» **Do this**:
Copy out word for word the part of the records that opens with the line containing "the river water" and runs through the end of the records, both ends included.
Begin
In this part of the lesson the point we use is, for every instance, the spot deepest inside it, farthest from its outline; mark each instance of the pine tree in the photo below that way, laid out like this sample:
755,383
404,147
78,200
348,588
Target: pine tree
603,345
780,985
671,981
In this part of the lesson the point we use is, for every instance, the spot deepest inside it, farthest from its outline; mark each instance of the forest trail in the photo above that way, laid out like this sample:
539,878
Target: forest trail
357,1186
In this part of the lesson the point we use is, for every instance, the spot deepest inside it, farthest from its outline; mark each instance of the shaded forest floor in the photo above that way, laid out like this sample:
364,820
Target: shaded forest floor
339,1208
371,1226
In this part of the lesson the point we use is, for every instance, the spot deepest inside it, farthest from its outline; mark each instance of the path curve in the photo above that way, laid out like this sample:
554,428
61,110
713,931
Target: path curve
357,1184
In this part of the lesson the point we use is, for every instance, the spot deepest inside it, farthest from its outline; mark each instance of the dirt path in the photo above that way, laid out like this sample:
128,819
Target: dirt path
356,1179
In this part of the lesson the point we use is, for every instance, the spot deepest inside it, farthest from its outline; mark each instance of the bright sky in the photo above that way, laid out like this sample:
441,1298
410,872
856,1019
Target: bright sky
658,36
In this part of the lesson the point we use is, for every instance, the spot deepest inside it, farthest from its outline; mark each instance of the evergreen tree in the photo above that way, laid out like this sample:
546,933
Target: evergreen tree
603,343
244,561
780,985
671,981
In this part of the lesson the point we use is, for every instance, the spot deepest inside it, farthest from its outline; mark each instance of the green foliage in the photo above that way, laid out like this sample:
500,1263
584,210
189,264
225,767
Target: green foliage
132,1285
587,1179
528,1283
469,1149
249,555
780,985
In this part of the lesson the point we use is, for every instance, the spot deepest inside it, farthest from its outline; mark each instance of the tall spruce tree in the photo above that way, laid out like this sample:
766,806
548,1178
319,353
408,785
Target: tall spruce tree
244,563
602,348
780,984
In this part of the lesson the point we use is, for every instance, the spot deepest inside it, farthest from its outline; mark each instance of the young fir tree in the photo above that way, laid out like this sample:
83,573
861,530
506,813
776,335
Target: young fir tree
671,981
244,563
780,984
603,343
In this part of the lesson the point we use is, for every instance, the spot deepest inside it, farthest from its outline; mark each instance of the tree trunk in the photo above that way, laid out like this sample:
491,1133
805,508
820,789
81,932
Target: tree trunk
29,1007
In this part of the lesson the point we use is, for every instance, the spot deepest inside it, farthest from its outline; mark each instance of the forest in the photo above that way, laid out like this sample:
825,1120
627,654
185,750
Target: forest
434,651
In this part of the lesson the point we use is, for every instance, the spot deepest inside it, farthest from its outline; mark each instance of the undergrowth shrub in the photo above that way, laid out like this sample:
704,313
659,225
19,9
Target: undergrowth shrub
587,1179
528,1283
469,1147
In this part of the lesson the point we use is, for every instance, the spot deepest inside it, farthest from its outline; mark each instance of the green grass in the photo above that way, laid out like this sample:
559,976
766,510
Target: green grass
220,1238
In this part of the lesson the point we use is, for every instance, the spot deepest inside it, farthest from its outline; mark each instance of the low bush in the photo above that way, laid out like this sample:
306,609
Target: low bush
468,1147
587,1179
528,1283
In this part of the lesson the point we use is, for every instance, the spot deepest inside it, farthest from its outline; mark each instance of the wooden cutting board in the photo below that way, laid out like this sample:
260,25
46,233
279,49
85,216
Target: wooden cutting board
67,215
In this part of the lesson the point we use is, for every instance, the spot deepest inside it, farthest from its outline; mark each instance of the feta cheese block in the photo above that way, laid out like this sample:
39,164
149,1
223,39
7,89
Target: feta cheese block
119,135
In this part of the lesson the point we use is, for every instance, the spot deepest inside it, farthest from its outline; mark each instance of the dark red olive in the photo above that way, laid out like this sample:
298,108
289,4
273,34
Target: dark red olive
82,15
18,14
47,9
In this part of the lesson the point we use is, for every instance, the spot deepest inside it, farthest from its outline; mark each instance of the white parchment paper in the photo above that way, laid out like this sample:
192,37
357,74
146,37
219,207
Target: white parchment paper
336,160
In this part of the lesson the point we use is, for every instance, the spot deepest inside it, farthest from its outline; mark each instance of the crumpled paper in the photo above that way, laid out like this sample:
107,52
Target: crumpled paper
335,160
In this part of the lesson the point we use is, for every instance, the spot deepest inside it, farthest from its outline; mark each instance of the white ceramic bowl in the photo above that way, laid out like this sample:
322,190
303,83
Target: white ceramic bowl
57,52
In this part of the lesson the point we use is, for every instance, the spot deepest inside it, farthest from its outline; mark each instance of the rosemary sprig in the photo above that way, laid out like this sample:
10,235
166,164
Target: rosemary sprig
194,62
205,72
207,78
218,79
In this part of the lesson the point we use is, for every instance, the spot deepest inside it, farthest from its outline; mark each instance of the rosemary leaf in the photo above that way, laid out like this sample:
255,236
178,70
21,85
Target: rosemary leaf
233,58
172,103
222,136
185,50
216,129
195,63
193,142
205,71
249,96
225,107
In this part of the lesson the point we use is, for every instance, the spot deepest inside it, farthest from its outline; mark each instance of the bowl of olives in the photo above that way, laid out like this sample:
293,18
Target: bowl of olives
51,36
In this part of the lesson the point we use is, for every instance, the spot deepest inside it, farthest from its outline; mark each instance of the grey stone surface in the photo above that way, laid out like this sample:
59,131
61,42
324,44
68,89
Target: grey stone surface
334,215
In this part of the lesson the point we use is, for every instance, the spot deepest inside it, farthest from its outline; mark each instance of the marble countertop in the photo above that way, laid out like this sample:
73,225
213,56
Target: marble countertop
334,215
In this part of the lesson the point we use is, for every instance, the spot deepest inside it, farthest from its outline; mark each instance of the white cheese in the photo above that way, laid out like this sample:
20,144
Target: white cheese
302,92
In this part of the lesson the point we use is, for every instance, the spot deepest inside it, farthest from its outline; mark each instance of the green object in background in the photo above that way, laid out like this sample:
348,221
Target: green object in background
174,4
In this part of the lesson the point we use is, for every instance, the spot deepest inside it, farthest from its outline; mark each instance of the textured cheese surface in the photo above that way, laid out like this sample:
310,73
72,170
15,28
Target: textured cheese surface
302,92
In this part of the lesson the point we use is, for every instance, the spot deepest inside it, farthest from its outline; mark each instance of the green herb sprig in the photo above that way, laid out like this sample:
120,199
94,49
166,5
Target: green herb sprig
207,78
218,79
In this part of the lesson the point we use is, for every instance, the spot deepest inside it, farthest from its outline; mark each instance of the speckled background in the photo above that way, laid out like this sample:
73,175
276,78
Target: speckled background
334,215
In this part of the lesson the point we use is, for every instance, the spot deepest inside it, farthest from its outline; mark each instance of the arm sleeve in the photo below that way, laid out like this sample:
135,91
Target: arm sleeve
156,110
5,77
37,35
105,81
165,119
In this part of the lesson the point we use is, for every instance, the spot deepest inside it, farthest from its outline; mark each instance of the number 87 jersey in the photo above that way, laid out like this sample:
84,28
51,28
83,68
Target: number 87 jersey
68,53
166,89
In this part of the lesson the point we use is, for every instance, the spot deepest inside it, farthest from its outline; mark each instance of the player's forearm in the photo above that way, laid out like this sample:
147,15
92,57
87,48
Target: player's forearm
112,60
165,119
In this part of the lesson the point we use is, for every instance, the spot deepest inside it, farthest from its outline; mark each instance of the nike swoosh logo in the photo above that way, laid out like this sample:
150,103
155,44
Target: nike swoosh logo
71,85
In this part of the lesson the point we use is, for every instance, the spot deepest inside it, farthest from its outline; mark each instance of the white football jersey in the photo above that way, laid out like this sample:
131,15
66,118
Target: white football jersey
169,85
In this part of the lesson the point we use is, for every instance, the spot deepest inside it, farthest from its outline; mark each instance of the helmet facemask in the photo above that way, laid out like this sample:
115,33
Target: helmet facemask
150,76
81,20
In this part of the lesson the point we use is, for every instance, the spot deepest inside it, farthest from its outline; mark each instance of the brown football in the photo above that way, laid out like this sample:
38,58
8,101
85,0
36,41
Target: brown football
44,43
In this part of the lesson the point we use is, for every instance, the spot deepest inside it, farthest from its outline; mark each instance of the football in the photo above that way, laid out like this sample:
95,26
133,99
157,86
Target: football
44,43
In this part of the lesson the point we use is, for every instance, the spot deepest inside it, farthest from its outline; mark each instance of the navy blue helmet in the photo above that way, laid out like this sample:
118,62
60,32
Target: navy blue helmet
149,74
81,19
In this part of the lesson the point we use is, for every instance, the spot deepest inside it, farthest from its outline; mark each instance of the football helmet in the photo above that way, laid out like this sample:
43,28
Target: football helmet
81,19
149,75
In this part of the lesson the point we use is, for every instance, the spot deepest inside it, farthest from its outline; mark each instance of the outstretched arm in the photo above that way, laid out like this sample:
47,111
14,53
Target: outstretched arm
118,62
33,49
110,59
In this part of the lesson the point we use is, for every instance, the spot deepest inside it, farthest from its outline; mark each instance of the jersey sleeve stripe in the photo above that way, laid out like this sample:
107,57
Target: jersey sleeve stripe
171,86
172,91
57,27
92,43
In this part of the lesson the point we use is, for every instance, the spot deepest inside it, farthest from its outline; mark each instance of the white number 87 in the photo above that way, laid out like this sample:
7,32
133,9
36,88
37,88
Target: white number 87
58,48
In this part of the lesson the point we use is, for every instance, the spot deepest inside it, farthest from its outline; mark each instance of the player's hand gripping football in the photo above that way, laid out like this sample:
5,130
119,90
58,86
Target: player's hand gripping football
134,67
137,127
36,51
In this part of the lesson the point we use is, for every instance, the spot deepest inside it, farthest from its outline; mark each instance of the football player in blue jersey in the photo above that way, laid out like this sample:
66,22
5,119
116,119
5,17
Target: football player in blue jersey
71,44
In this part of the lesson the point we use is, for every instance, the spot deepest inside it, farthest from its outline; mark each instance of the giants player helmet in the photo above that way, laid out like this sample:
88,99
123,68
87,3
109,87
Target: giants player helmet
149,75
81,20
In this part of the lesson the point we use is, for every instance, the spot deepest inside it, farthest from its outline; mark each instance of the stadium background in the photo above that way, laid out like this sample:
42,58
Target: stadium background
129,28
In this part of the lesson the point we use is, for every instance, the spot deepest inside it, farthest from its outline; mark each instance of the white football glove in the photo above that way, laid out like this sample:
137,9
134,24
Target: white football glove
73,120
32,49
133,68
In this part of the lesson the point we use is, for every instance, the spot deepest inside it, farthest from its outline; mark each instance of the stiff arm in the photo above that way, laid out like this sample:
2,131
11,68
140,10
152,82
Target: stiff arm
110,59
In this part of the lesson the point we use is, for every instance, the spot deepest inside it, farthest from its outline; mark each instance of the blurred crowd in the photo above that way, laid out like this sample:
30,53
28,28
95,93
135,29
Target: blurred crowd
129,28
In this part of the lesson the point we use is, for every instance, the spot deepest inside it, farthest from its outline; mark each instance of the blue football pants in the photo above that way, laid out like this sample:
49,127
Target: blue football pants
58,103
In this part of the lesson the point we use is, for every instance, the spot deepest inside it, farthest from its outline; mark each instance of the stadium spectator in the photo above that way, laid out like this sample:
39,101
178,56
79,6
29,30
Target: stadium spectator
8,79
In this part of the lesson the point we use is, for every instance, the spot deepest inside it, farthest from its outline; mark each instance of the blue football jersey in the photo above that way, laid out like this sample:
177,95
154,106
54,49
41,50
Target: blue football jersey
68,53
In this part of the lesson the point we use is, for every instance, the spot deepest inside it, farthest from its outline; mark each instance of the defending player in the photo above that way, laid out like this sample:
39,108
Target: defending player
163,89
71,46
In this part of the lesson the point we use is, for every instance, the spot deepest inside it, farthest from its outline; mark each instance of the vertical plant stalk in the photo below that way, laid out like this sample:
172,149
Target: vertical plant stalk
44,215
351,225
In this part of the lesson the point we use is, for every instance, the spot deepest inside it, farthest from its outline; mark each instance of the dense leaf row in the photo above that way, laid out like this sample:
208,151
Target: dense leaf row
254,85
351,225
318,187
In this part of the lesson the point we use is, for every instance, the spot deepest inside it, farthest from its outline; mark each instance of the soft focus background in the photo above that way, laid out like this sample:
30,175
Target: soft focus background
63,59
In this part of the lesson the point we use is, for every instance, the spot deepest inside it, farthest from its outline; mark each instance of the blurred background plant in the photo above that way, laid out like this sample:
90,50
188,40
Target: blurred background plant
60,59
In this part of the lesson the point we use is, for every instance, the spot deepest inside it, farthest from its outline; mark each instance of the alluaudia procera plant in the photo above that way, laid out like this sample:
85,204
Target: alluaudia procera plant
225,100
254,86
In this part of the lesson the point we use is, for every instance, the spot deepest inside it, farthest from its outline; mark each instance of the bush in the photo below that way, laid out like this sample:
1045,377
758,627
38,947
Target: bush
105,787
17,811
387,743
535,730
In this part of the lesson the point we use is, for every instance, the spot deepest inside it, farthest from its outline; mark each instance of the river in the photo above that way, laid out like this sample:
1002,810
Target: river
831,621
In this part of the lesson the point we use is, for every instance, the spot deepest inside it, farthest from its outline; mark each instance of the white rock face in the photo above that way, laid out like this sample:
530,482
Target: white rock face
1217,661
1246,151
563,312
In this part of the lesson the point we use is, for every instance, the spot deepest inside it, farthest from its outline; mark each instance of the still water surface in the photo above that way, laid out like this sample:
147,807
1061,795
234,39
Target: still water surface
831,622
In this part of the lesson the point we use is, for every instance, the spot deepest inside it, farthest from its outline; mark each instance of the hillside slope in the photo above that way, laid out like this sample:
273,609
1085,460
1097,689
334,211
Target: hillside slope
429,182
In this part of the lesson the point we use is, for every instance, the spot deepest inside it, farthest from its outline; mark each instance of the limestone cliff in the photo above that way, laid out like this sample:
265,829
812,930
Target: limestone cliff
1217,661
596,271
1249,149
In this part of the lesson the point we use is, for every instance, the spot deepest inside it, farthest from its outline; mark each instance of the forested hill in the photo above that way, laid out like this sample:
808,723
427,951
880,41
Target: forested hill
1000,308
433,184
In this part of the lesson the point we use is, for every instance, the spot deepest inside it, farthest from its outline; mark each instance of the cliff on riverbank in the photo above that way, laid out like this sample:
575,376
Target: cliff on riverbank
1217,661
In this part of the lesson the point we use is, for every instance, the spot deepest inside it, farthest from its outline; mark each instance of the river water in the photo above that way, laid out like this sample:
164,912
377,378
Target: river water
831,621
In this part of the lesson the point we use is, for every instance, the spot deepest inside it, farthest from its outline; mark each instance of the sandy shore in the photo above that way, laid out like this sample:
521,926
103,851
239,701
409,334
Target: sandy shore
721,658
End
» **Output below**:
In this part of the lesson the point we use is, for every instance, the spot deepest inside it, farthest from its outline; mark each instance of the river water in the photo above that way, laid out like this sample:
164,912
377,378
Target: river water
831,621
In this part of the lesson the point we use is, for every instance, the spot deepest inside it, farthest from its outline; mark each instance of the sandy shore in the photo above that way, laid out like this sample:
521,926
103,851
239,701
409,334
Target: sandy shore
721,658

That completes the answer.